── EXCERPT

2019 Climate Strikers, from https://www.flickr.com/photos/135433887@N02/33716537498

Returning to Marx, again and again, is imperative: Marx's central problem is today's central problem. Everywhere capitalist production wreaks havoc on the environment, impoverishes workers, enslaves and starves humans and animals, and — for the lucky few — provides equal parts boredom and cruelty. If wasteful, unjust, and inhumane production is the central regime of capitalism, then ecological, just, and humane production will be the central achievement of communism. Socialism — if the concept is to be worth anything — and climate strikes — if their action is to be worth anything — must take up this idea of ecological, just, and humane production. The concept of “production” is, after all, one readily understood by anyone unwilling or unable to conceive of alternatives to capitalism. It can therefore serve as a starting point in the transition to “the only society in which the genuine and free development of individuals ceases to be a mere phrase” and where “the necessary solidarity of the free development of all” leads to “the universal character of the activity of individuals on the basis of the existing productive forces.”[i]

“Planning” versus socialism

Above all, socialism has nothing to do with a planned economy. It would not even be necessary to combat this right-wing bogeyman if it were not for the unfortunate fact that even advocates of socialism often conflate the two. Thus in contemporary American debates about socialism, the latter is often characterized as “a system of completely marketless economic planning.”[ii] In the context of climate change, others advocate “the transformation of the entire economy, including transportation, industrial production, etc. through such planning” as will secure the future survival of humans and animals alike.[iii] Such planning may well be driven by worker cooperatives, and indeed is envisioned to be democratic rather than bureaucratic — but it remains planning nonetheless. The history of the Soviet Union, on the other hand, seems to likewise confirm that socialism is essentially a planned state economy, from Stalin's five-year plans to Gorbachev's ill-fated at attempts at reform from above in Glasnost and Perestroika.

────
── RECORDED INFORMATION

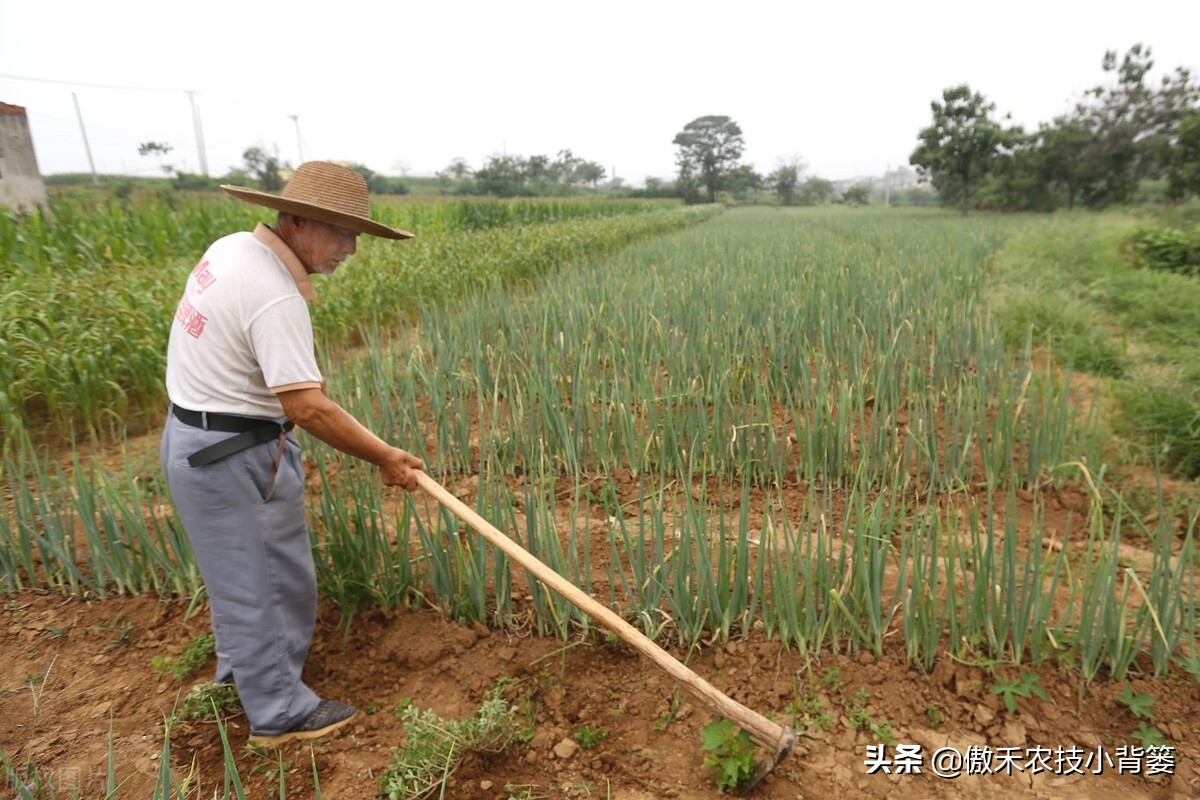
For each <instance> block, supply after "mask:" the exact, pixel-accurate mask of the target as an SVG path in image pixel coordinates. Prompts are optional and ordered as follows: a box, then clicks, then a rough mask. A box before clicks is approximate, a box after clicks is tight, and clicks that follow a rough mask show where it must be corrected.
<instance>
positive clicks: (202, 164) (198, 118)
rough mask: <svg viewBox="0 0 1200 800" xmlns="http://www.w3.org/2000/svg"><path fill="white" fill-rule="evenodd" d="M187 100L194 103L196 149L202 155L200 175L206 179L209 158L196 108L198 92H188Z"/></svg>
mask: <svg viewBox="0 0 1200 800" xmlns="http://www.w3.org/2000/svg"><path fill="white" fill-rule="evenodd" d="M187 98H188V101H191V103H192V124H193V125H194V126H196V149H197V150H199V154H200V174H202V175H204V176H205V178H206V176H208V174H209V157H208V154H205V152H204V128H203V127H202V126H200V109H199V108H197V106H196V92H194V91H188V92H187Z"/></svg>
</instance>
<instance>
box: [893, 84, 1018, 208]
mask: <svg viewBox="0 0 1200 800" xmlns="http://www.w3.org/2000/svg"><path fill="white" fill-rule="evenodd" d="M930 108H931V109H932V112H934V124H932V125H930V126H929V127H928V128H925V130H923V131H922V132H920V133H919V134H918V138H919V139H920V145H919V146H918V148H917V149H916V150H913V151H912V155H911V156H910V157H908V163H911V164H913V166H914V167H917V169H918V172H920V174H922V175H924V176H926V178H929V179H930V180H931V181H932V184H934V187H935V188H937V190H938V191H940V192H942V193H943V194H946V193H947V192H948V191H949V192H950V193H953V191H954V190H956V191H958V194H959V198H960V207H961V209H962V213H964V215H966V212H967V209H968V207H970V204H971V188H972V181H974V180H978V179H979V178H982V176H983V175H985V174H986V173H988V172H989V170H990V169H991V168H992V166H994V163H995V161H996V158H997V156H1000V154H1001V150H1002V148H1003V146H1004V144H1006V140H1007V134H1006V132H1004V128H1003V127H1002V126H1001V125H1000V122H997V121H995V120H994V119H992V118H991V115H992V112H995V110H996V104H995V103H989V102H988V98H986V97H984V96H983V95H980V94H978V92H972V91H971V88H970V86H967V85H966V84H961V85H959V86H952V88H950V89H947V90H944V91H943V92H942V102H937V101H936V100H935V101H934V102H931V103H930Z"/></svg>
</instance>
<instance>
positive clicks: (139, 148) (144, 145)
mask: <svg viewBox="0 0 1200 800" xmlns="http://www.w3.org/2000/svg"><path fill="white" fill-rule="evenodd" d="M172 150H173V148H172V146H170V145H169V144H167V143H166V142H143V143H142V144H139V145H138V155H139V156H157V157H158V167H160V168H161V169H162V172H164V173H167V174H168V175H170V174H172V173H174V172H175V168H174V167H172V166H170V164H168V163H166V162H164V161H163V158H166V157H167V155H168V154H169V152H170V151H172Z"/></svg>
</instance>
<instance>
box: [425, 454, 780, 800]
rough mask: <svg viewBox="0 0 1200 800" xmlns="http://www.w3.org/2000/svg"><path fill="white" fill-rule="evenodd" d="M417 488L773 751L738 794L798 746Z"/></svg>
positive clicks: (477, 513)
mask: <svg viewBox="0 0 1200 800" xmlns="http://www.w3.org/2000/svg"><path fill="white" fill-rule="evenodd" d="M416 482H418V485H419V486H420V487H421V488H422V489H425V492H426V493H427V494H430V495H431V497H432V498H434V499H436V500H437V501H438V503H440V504H442V505H443V506H445V507H446V509H449V510H450V511H451V512H452V513H454V515H455V516H456V517H458V518H460V519H462V521H463V522H466V523H467V524H468V525H470V527H472V528H474V529H475V531H476V533H478V534H479V535H480V536H482V537H484V539H486V540H487V541H488V542H491V543H492V545H494V546H496V547H498V548H499V549H500V551H503V552H504V553H505V554H506V555H508V557H509V558H511V559H512V560H514V561H516V563H517V564H520V565H521V566H523V567H524V569H526V570H528V571H529V572H530V573H532V575H534V576H535V577H536V578H538V579H539V581H541V583H544V584H545V585H546V587H548V588H551V589H553V590H554V591H557V593H558V594H559V595H562V596H563V597H564V599H566V600H568V601H570V602H572V603H575V606H576V607H578V608H580V609H582V610H583V612H584V613H587V614H588V616H590V618H592V619H594V620H596V621H598V622H600V624H601V625H604V626H605V627H606V628H608V630H610V631H612V632H613V633H614V634H617V636H618V637H619V638H620V639H622V640H623V642H625V643H626V644H629V645H631V646H632V648H635V649H636V650H637V651H638V652H641V654H642V655H643V656H646V657H647V658H649V660H650V661H653V662H654V663H655V664H656V666H658V667H660V668H661V669H662V670H665V672H666V673H667V674H668V675H671V678H673V679H674V681H676V682H677V684H679V685H680V686H683V687H684V688H686V690H688V691H689V692H691V693H692V694H694V696H696V698H697V699H700V702H702V703H703V704H704V705H707V706H708V708H710V709H713V710H714V711H715V712H716V714H719V715H721V716H722V717H725V718H726V720H730V721H731V722H736V723H737V724H739V726H742V728H744V729H745V730H746V733H749V734H750V738H751V739H752V740H754V741H756V742H758V744H760V745H761V746H763V747H766V748H768V750H769V751H770V756H769V757H768V758H767V759H764V760H762V762H760V763H758V764H757V765H756V768H755V771H754V774H752V775H750V777H748V778H745V780H744V781H742V783H739V784H738V793H739V794H746V793H748V792H749V790H750V789H751V788H754V787H755V784H757V783H758V782H760V781H761V780H762V778H763V777H766V776H767V775H768V774H770V771H772V770H773V769H775V765H776V764H779V762H781V760H782V759H784V758H785V757H786V756H787V754H788V753H790V752H792V747H794V746H796V732H794V730H792V729H791V728H787V727H785V726H781V724H778V723H775V722H772V721H770V720H768V718H767V717H764V716H762V715H761V714H758V712H757V711H755V710H752V709H749V708H746V706H744V705H742V704H740V703H738V702H737V700H734V699H733V698H731V697H728V696H726V694H724V693H721V692H720V691H719V690H718V688H716V687H715V686H713V685H712V684H709V682H708V681H706V680H704V679H703V678H701V676H700V675H697V674H696V673H694V672H692V670H691V669H689V668H688V667H686V666H684V664H683V663H682V662H680V661H678V660H677V658H674V657H672V656H671V654H668V652H667V651H666V650H664V649H662V648H660V646H659V645H656V644H654V642H653V640H652V639H650V638H649V637H647V636H644V634H643V633H642V632H641V631H638V630H637V628H636V627H634V626H632V625H630V624H629V622H626V621H625V620H623V619H622V618H620V616H618V615H617V614H614V613H612V612H611V610H608V609H607V608H605V607H604V606H601V604H600V603H599V602H598V601H596V600H595V599H593V597H592V595H589V594H587V593H584V591H583V590H581V589H580V588H578V587H576V585H575V584H572V583H571V582H569V581H568V579H566V578H564V577H563V576H560V575H558V573H557V572H554V571H553V570H551V569H550V567H548V566H546V565H545V564H542V563H541V561H539V560H538V559H536V558H534V557H533V555H532V554H530V553H529V552H528V551H526V549H524V548H523V547H521V546H520V545H517V543H516V542H514V541H512V540H511V539H509V537H508V536H505V535H504V534H502V533H500V531H499V530H497V529H496V528H494V527H493V525H492V524H491V523H488V522H487V521H486V519H484V518H482V517H480V516H479V515H478V513H475V512H474V511H472V509H470V507H469V506H467V505H466V504H464V503H463V501H462V500H460V499H458V498H456V497H455V495H452V494H451V493H450V492H448V491H446V489H445V488H444V487H443V486H442V485H440V483H438V482H437V481H434V480H433V479H432V477H430V476H428V475H426V474H425V473H420V471H419V473H416Z"/></svg>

────

WHAT TO DO>
**A.** Name each thing the essay on socialism and climate strikes says capitalist production does.
**B.** In the essay on socialism and climate strikes, what does socialism have nothing to do with, above all?
**C.** Resume the essay on socialism and climate strikes, picking up after its final sentence about the Soviet Union.

ANSWER SECTION>
**A.**
- It wreaks havoc on the environment.
- It impoverishes workers.
- It enslaves and starves humans and animals.
- It provides equal parts boredom and cruelty for the lucky few.

**B.** A planned economy.

**C.**
Nevertheless, a planned economy is by no means the essence of socialism. Indeed, it is not even a constitutive aspect of it. Socialism cannot be defined in terms of “planning, economic rationality, social justice, the 'logic of needs', etc.”[iv] If it is defined as such, as it was when “the decadent bureaucracies of the Soviet bloc” reinforced “the only kind of centralized planning they [could] conceive of” in the 1968 crackdown on Czech dissent, it inevitably has “to turn once again to the methods of capitalism.”[v] A planned economy lapses back into a capitalist economy because its fundamental tenets — allocation of scarce resources, maximization of output, rational production — are those of the capitalist economy.[vi]

Indeed, the Soviet Union is the best example of this. Well into the 1970s and 1980s, its attempts to compete against Western countries were predicated upon output increases achieved by the ever-more efficient allocation of scarce resources in centralized planning.[vii] Amid this, alienation of workers from the means of production remained the case, only replacing these means' private ownership by ever-more distant state bureaucracies operating on the basis of supposedly scientific economic laws — the very same laws prevalent in capitalist countries.

As a radical Left goes about reappropriating the notion of socialism, it must unequivocally assert that socialism is nothing other than the movement towards communism. It is neither based on markets, nor a stage of economic development in its own right. There is no socialism except as continuous struggle towards communism; initially against the bourgeoisie and its state, then — perhaps — against the bureaucratic ossification of any previous vanguard. Socialism as a historical stage or mode of production is a fundamentally bourgeois concept.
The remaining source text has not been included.